Re: [boost] [Potentially OT] String Concatenation Operator

27 Aug 2010

      On 27/08/2010 03:50, Dean Michael Berris wrote:
...
Actually, not *just* a range of characters.
If your range dealt with ownership of data and abstracted the means by
which the data is actually manipulated (even through iterators) then
maybe a string is just a range of characters. If your range made sure
that the data is moved instead of copied in certain situations, or
whether there is an optimization that can be made on certain
operations (like concatenation) then yeah I'll agree that a string is
just a range of characters.
If you think about a string as a special beast that does a lot of things:
1. Allocates memory which holds the characters
2. Offers an abstraction unique to strings (token_iterator,
line_iterator, char_iterator, wchar_iterator)
3. Has value semantics similar to built-in types (copyable, movable, "regular")
Then it doesn't look like just a range.
What I call a string is just the data, not a container of said data.

I don't see what 2 is doing in there. Surely those mechanisms are 
independent of the container.
...
Sure, but if the string type already does that for you at the time you
need it, then it's inherently supported by the type, no?
If you can iterate through a sequence of copyable elements, then you can 
copy those elements into a new sequence of the structure of your choosing.
This doesn't require any particular support from the first sequence type.
...
That's cool, but in cases where you deal with potentially huge strings
(i.e. more than a memory page's worth of data) you start looking for
ways of moving some of the work out of runtime and into compile time
This doesn't make sense.
*****
*Stated exercise A*. In the thread on a string concatenation operator, what is the first item in the numbered list of things a string does?
*Stated exercise B*. Carry on with the string concatenation thread from its final line.

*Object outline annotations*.
*****
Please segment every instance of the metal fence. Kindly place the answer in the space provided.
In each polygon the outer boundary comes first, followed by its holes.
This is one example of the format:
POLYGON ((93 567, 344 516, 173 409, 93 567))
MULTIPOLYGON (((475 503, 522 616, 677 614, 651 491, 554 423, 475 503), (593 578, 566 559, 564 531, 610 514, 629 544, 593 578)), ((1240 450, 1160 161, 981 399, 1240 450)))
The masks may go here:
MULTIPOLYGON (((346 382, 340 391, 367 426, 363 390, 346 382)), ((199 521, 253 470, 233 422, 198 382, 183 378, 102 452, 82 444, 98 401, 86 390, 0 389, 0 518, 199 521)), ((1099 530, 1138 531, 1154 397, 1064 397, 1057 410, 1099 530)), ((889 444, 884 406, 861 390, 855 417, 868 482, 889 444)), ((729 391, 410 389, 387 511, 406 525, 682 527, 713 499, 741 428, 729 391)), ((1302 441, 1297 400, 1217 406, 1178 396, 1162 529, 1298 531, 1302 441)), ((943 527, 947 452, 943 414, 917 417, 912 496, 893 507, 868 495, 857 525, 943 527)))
*****
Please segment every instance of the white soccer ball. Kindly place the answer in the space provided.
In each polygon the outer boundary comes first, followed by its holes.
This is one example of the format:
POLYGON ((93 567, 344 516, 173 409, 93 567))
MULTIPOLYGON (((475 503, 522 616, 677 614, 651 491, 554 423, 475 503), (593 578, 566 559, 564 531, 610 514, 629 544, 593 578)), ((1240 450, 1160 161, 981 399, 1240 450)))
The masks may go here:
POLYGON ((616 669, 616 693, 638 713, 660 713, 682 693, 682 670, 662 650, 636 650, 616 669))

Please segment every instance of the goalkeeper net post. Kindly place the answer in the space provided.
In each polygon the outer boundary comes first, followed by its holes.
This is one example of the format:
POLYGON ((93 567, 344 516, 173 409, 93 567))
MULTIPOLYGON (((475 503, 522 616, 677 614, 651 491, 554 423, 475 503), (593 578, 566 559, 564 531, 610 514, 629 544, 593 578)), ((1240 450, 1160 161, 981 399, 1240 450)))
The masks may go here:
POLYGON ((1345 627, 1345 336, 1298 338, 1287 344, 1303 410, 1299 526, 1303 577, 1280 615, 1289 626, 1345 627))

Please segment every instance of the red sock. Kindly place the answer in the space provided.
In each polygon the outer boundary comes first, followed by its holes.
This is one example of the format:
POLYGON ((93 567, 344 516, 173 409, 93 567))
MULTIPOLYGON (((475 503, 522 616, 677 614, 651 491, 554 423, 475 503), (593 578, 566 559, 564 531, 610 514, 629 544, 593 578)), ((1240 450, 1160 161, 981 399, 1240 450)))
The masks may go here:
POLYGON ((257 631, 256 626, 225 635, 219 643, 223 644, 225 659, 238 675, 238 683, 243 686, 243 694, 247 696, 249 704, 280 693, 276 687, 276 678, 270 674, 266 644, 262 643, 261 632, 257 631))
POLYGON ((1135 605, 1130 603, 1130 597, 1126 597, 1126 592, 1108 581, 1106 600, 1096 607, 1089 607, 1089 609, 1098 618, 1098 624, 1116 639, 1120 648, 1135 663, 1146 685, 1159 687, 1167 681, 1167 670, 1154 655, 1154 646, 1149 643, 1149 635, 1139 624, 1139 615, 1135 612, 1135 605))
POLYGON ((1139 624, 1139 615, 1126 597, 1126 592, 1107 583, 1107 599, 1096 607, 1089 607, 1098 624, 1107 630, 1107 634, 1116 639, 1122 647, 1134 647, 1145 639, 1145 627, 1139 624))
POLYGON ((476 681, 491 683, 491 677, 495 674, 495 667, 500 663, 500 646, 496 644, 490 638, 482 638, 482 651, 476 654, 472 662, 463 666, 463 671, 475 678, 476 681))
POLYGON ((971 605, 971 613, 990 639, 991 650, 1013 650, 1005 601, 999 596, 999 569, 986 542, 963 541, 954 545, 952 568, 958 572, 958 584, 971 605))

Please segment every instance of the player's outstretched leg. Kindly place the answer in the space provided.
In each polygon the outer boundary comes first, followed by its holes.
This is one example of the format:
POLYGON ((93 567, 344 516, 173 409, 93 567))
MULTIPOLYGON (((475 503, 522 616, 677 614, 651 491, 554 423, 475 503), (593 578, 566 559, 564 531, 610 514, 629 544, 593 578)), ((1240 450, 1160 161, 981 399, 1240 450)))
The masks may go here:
*****
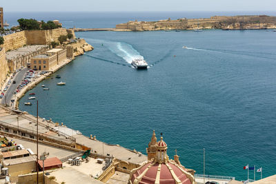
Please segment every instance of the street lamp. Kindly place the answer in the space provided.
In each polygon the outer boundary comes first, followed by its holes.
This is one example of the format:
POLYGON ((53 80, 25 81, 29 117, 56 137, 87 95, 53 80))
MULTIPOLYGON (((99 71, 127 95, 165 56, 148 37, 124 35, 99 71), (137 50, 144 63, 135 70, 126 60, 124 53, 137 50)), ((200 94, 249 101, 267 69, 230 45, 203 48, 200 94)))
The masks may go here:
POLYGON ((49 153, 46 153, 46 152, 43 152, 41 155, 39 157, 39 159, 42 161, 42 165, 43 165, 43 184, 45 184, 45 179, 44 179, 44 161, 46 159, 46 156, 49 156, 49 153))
*****
*Answer A*. It allocates memory which holds the characters.

*Answer B*.
If the data is too big to fit into memory, then it's going to be 
completely out of the range (no pun intended) of what the compile-time 
world can deal with.
...
And especially in
cases where you need to abstract the string from being something that
is exclusively in memory to something that refers to data that is not
in memory (retrieved from a socket, from a file, from user input) you
run into issues like buffer management, demand-driven/lazy-loading
data, etc. that a range is not the end-all and/or best solution for.
For instance, think about a forward iterator (or a single-pass
iterator?) that the string can expose to allow for one-time traversal
of the data it holds or it refers to. The string doesn't have to have
the data all in memory if it doesn't yet, and it can then lazily load
the data and expose it through that forward iterator.
I don't get your argument.
Basically you're saying "wouldn't it be cool if you could not actually 
store your data in memory, but generate it as you're traversing or get 
it from I/O on demand?". That's what ranges are.
Ranges *are* iterators.
...
If the string handle knew that some part
of the string was a conglomeration of statically-sized literals then
it can hold that data in a boost::array of the correct size
No it cannot.
string_handle is a single type defined in advance, and it must have a 
finite size. It cannot guess how many conglomerations of 
statically-sized literals you're going to want to put into it, and 
therefore can't guarantee enough storage.
...
then you can correctly
allocate enough space at the point where the operator= is implemented.
At runtime; (operator= is a function that executes code, not a type 
definition that provides automatic storage) which makes the memory 
dynamically allocated, as I said.
...
Of course the type erasure might be an issue, but knowing the eventual
size at compile time allows you a lot of optimizations you otherwise
can't or won't do.
Here, I can't see it bringing any benefit compared to knowing it at 
runtime, since the allocation can only happen at runtime.
...
Yes, but then you have a left-leaning tree of iterator pairs. ;)
Just like you have a tree of a bounded segments, or an AST if you go for 
a proto solution.
...
If the new string type implemented iterators (several types of
iterators in fact) and manages the memory for you in a configurable
manner, *and* allows you to convert it to either an std::string or an
std::wstring, why wouldn't it be inter-operable?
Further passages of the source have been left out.